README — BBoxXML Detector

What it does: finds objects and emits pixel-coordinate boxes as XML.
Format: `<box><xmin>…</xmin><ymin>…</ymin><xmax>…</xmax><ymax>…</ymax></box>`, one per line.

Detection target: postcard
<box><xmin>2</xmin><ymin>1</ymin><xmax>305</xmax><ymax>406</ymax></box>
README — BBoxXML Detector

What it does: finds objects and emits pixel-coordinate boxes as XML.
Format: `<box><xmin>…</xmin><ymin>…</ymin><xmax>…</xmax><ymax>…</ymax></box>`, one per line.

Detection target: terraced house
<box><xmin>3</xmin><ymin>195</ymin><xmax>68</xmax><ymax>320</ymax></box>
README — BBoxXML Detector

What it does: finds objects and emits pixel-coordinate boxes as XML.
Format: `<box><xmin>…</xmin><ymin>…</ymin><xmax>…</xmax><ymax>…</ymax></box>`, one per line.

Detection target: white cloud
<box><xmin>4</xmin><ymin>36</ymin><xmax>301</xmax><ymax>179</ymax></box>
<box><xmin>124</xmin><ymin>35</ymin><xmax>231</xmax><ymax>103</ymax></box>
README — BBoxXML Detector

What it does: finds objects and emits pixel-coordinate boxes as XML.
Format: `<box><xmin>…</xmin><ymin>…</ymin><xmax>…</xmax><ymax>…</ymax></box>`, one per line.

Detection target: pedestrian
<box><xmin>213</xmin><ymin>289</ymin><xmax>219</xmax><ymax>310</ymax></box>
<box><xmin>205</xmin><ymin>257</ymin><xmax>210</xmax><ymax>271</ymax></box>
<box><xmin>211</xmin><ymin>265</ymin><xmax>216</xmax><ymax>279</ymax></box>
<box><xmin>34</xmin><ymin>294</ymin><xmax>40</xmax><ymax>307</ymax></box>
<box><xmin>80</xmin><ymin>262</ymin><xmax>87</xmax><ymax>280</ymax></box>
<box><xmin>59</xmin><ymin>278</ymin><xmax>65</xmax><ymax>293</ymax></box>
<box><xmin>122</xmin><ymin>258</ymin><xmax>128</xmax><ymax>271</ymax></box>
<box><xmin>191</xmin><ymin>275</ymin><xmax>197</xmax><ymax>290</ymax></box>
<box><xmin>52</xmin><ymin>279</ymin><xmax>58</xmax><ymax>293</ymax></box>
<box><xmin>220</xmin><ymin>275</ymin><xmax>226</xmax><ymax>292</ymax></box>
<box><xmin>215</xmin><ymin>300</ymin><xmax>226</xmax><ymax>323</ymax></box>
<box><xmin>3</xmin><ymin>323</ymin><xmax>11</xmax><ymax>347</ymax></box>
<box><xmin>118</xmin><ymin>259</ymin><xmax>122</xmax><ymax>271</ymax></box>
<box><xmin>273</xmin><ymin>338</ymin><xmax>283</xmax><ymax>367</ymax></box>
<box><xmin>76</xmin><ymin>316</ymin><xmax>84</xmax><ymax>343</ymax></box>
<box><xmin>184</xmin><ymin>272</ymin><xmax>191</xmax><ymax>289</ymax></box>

___

Requisiti del compito - Riporta tutte le righe dei record in cui compare la stringa "target".

Soluzione esercizio -
Detection target: postcard
Detection target: terraced house
Detection target: white cloud
Detection target: pedestrian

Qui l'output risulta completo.